→ Tasks to complete:
1. Translate this sentence from the text on Three Gorges power into Spanish: "The HV DC transmission aspect surprises me a bit."
2. According to the text on Three Gorges power, how much coal generation would the equivalent power displace?
3. Continue the text on Three Gorges power from the point where it stops.

→ Quoted text:
--------

Thanks Jay; Some study on my own.

What I found was that the equivalent power generated would displace 40M Tons of coal generation, or 60M tons of Oil. That would displace China's net imports of oil; however very little oil fired generation. Much more coal. I expect that little displacement of alternate electric generation will occur, as demand grows to absorb supply.

The HV DC transmission aspect surprises me a bit. Only because my limited understanding of US power transmission suggests it uses very little DC tx. I'd guess it probably makes more sense to import LNG from the ME or Australia/SE Asia than Trinidad. <g> Trinidad would be a short hop to US markets, though. I'm still fond of converting the gas locally, to say ammonia, and shipping the value add product overseas. Displacing local production in gas tight markets. BWDIK?

My guess is the power from Three Gorges will help competitive position of China's industry long term, even with cost overruns. Though this huge number is actually a pretty small slice in respect to overall energy needs. Still need to do some work on basic metals production. Though after a nap, I suspect. <g>

References (not fully assimilated yet)

--------

(Collection entries)
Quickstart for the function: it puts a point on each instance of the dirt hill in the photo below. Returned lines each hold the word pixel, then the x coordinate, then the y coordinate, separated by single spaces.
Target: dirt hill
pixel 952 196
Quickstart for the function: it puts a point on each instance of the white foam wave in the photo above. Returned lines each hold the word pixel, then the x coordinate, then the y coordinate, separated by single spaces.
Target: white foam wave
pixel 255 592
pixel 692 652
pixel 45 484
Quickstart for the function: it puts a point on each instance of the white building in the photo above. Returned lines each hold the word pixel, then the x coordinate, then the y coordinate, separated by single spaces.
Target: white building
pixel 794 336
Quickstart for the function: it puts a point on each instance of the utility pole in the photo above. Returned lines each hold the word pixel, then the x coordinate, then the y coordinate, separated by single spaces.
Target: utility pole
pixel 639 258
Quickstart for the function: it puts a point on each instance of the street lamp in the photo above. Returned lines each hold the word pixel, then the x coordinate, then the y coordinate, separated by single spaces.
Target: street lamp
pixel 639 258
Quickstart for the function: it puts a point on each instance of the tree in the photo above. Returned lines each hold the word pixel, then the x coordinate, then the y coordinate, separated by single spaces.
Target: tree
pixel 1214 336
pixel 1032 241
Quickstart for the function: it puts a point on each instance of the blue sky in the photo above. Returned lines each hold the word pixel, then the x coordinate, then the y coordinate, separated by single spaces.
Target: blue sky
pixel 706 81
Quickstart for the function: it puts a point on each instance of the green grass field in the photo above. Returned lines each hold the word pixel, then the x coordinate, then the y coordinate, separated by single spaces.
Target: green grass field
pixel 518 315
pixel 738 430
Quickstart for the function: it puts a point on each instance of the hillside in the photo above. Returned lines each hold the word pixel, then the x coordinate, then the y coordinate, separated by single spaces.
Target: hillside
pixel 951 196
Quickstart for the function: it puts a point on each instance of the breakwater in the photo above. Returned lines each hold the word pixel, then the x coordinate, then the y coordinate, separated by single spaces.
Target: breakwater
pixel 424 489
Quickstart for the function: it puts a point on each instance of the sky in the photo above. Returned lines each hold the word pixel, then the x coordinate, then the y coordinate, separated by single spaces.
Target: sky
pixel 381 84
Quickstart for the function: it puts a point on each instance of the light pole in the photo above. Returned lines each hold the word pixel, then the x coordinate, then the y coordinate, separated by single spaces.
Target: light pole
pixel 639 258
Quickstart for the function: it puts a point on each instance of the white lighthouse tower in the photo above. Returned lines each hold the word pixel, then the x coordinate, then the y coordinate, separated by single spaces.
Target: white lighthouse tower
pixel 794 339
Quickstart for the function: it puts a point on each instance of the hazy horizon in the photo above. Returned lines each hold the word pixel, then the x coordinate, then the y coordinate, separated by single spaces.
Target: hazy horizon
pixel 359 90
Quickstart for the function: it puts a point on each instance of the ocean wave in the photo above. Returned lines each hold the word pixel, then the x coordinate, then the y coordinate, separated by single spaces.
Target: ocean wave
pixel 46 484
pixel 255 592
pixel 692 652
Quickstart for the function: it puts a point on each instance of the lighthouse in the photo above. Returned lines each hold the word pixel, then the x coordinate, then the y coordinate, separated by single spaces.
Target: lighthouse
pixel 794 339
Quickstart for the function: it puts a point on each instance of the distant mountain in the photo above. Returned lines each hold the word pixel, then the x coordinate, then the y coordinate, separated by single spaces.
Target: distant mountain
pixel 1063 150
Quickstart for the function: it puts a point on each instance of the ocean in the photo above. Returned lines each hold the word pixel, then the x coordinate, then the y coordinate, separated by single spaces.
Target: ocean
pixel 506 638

--------

→ Written responses:
1. El aspecto de la transmisión HV DC me sorprende un poco.

2. 40M tons of coal generation.

3.
iea.org
pnl.gov

In 1997, the electric power sector consumed over one-third of the country’s nearly 1.4 billion tons of coal. Seventy-five percent of all electricity produced in China was generated using coal. In contrast, hydroelectricity produced 23% and nuclear 1%.

pnl.gov

THE ELECTRICITY:

Machinery: The two power stations flanking the dam's central spillway will operate 26 of the world's largest turbine generators, 700 megawatts each.

Capacity: Total generating capacity will be 18,200 megawatts, or as much as big 18 nuclear power stations.

Transmission: Fifteen 500,000-volt transmission lines will send electricity to Shanghai and elsewhere throughout East China, Central China and eastern Sichuan Province.

Output: 84.7 billion kilowatt hours of electricity annually, equivalent to burning 40 million tons of coal.

coxnews.com

China's Crude Oil Imports Exceed 60 Million Tons
China's imports of crude oil exceeded 60 million tons from January to November this year, representing a 97 percent increase over the same period of last year.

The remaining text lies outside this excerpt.